::: Exercise input :::

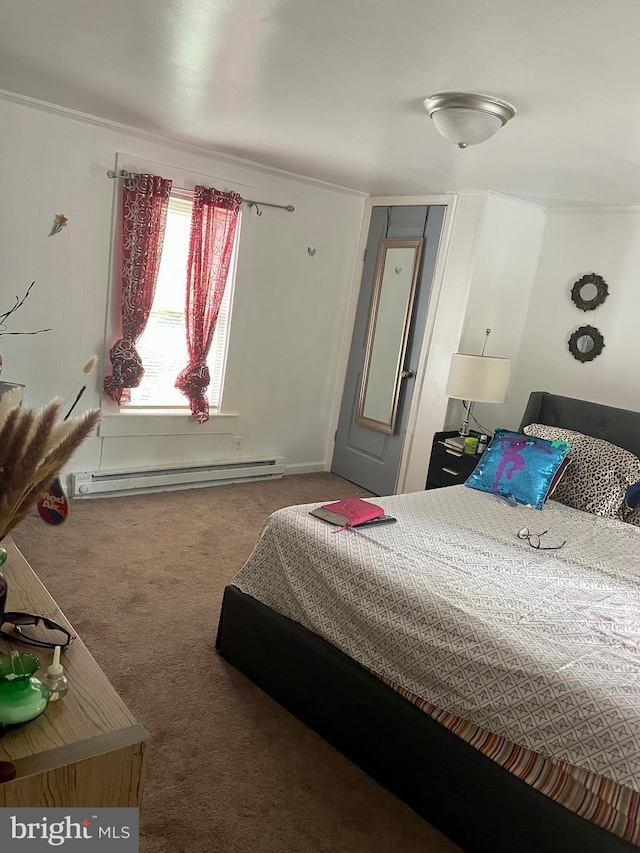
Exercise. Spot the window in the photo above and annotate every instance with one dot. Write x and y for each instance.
(163, 344)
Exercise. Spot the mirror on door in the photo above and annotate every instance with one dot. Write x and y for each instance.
(394, 289)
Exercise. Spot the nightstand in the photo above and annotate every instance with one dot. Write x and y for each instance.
(446, 466)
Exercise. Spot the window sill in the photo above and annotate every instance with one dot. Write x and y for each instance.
(143, 422)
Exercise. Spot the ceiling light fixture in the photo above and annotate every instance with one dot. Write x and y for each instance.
(467, 118)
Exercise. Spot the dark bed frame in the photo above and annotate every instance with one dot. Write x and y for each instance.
(466, 795)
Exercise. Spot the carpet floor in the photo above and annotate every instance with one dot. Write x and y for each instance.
(230, 771)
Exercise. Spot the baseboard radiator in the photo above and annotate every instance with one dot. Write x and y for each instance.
(92, 484)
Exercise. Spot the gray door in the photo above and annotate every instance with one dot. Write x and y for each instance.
(368, 457)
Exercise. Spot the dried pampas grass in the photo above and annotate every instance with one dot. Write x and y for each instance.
(33, 449)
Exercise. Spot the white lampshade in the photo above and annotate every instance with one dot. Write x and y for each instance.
(479, 378)
(467, 118)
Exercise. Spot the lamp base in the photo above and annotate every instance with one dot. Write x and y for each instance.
(464, 427)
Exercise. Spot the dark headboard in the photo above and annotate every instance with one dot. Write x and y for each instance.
(619, 426)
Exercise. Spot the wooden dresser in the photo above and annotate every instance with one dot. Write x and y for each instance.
(86, 749)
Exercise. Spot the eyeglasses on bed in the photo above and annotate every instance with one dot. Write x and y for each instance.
(34, 630)
(534, 539)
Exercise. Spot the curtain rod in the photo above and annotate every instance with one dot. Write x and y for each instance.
(249, 202)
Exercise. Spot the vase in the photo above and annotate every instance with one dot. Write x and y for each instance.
(22, 697)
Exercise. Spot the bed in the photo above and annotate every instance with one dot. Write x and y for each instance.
(378, 701)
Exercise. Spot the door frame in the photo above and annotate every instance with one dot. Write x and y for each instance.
(423, 421)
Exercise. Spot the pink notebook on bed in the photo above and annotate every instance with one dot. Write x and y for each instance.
(348, 512)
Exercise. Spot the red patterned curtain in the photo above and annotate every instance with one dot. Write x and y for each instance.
(213, 227)
(145, 199)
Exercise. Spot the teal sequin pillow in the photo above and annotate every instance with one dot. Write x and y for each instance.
(520, 467)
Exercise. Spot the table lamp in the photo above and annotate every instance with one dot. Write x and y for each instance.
(477, 379)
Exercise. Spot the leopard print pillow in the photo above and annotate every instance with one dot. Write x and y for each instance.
(634, 517)
(599, 473)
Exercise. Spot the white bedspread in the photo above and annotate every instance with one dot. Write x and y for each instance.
(540, 647)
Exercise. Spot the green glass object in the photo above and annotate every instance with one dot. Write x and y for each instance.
(22, 697)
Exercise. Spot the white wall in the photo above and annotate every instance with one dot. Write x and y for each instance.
(577, 242)
(489, 268)
(289, 315)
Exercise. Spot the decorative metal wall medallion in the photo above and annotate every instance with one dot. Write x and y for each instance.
(589, 292)
(586, 343)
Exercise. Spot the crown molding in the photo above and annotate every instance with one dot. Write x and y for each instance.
(171, 142)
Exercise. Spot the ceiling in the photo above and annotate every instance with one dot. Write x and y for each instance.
(333, 89)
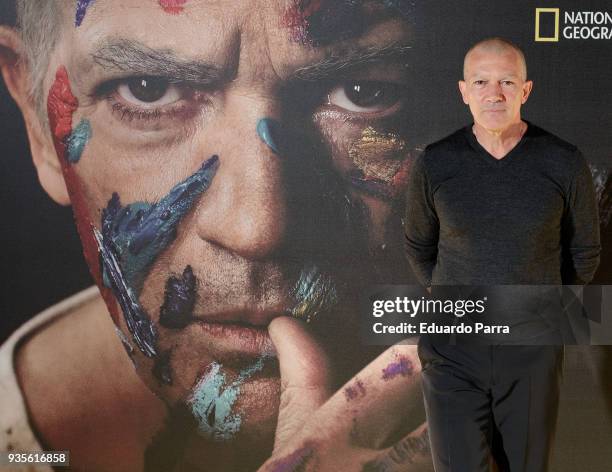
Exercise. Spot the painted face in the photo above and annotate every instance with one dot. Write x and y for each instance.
(228, 165)
(494, 88)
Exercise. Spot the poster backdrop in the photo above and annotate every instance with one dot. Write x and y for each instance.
(568, 46)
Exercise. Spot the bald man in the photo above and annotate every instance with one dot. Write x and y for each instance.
(499, 202)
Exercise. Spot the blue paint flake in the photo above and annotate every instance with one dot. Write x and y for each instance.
(212, 400)
(77, 140)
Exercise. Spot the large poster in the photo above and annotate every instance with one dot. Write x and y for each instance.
(230, 163)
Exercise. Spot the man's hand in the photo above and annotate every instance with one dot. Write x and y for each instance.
(356, 428)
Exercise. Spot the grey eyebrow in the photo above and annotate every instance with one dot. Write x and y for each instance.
(338, 62)
(138, 59)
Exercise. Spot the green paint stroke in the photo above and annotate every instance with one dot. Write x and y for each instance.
(212, 401)
(77, 140)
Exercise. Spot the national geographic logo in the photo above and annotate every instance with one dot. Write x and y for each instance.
(552, 24)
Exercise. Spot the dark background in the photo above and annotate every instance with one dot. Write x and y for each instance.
(41, 260)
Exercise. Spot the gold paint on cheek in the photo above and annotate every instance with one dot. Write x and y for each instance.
(378, 155)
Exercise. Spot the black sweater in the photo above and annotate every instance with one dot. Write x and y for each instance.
(529, 218)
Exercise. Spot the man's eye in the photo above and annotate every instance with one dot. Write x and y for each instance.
(148, 91)
(365, 96)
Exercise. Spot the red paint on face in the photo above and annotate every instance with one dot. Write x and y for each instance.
(174, 7)
(400, 179)
(61, 105)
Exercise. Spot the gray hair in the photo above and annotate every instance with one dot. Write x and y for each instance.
(499, 46)
(39, 22)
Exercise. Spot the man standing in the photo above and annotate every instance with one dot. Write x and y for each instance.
(498, 202)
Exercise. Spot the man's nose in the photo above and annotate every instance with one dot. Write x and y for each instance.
(244, 210)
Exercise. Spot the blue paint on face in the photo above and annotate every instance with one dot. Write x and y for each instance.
(82, 6)
(271, 133)
(131, 239)
(212, 400)
(141, 231)
(77, 141)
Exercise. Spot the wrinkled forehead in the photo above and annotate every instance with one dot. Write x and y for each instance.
(282, 34)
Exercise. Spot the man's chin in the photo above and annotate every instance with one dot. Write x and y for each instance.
(230, 401)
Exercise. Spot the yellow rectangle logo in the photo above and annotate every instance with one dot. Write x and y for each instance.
(547, 11)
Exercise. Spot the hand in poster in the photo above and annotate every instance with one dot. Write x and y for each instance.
(355, 428)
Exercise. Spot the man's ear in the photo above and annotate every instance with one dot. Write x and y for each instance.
(527, 88)
(16, 74)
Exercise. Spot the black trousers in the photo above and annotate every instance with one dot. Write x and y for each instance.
(490, 401)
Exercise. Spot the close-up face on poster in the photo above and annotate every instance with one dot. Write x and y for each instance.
(306, 235)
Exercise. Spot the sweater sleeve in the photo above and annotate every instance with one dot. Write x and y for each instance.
(421, 223)
(580, 228)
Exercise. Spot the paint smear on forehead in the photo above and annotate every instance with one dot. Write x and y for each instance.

:::

• Task description:
Can you quote exactly the lines from the one containing "Exercise. Spot the man's eye" through the last line of the records above, and nothing else?

• Solution to the problem:
Exercise. Spot the man's eye in the photo above and annotate every instance with one dot. Write x and y for each instance.
(148, 91)
(365, 96)
Exercise. Spot the red paint on face in the photo above and annotate every instance with one dot. Write x and y for each instance.
(174, 7)
(400, 179)
(61, 105)
Exercise. Spot the gray hair in the photo above and annotate every instance with one dot. Write x and y for each instance.
(499, 46)
(39, 22)
Exercise. Spot the man standing in the photo above and annotate every instance with one dot. Write x and y for each instance.
(498, 202)
Exercise. Spot the man's nose in the photo above and annotate every instance with one dot. Write x and y for each instance.
(244, 210)
Exercise. Spot the blue paint on face in the photo above and annotate every instance with one dot. Write x and y for each instance.
(82, 6)
(271, 133)
(131, 239)
(212, 400)
(141, 231)
(77, 141)
Exercise. Spot the wrinkled forehead in the photo above and annotate every instance with one dot. Write x and y for each instance.
(282, 34)
Exercise. Spot the man's chin in the photo above and annotate every instance with one dot. Write x and y for each instance.
(230, 401)
Exercise. Spot the yellow rectangle logo in the photo above and annotate every instance with one dot. Write x and y for each instance.
(547, 11)
Exercise. Spot the hand in poster in the photo above and annotate every instance with one dot. Write x and y for each instance.
(355, 428)
Exercise. Spot the man's ear in the photo above and annotate every instance with one dot. Write x and y for each instance.
(527, 88)
(16, 74)
Exercise. Spot the black trousers in the photo above and annotate every instance with one dot. Write x and y for each instance.
(490, 401)
Exercise. Spot the close-up face on poster in the photo above and annotate every instance with one dot. Write x and y for each instance.
(306, 235)
Exercise. Spot the sweater sleeve in the photo above and annotate every instance with one dot. Write x and y for each instance.
(421, 223)
(580, 228)
Exercise. Spot the paint smear on forehead in the photo above and annotate every instance with one dot. Write x and y for each instance.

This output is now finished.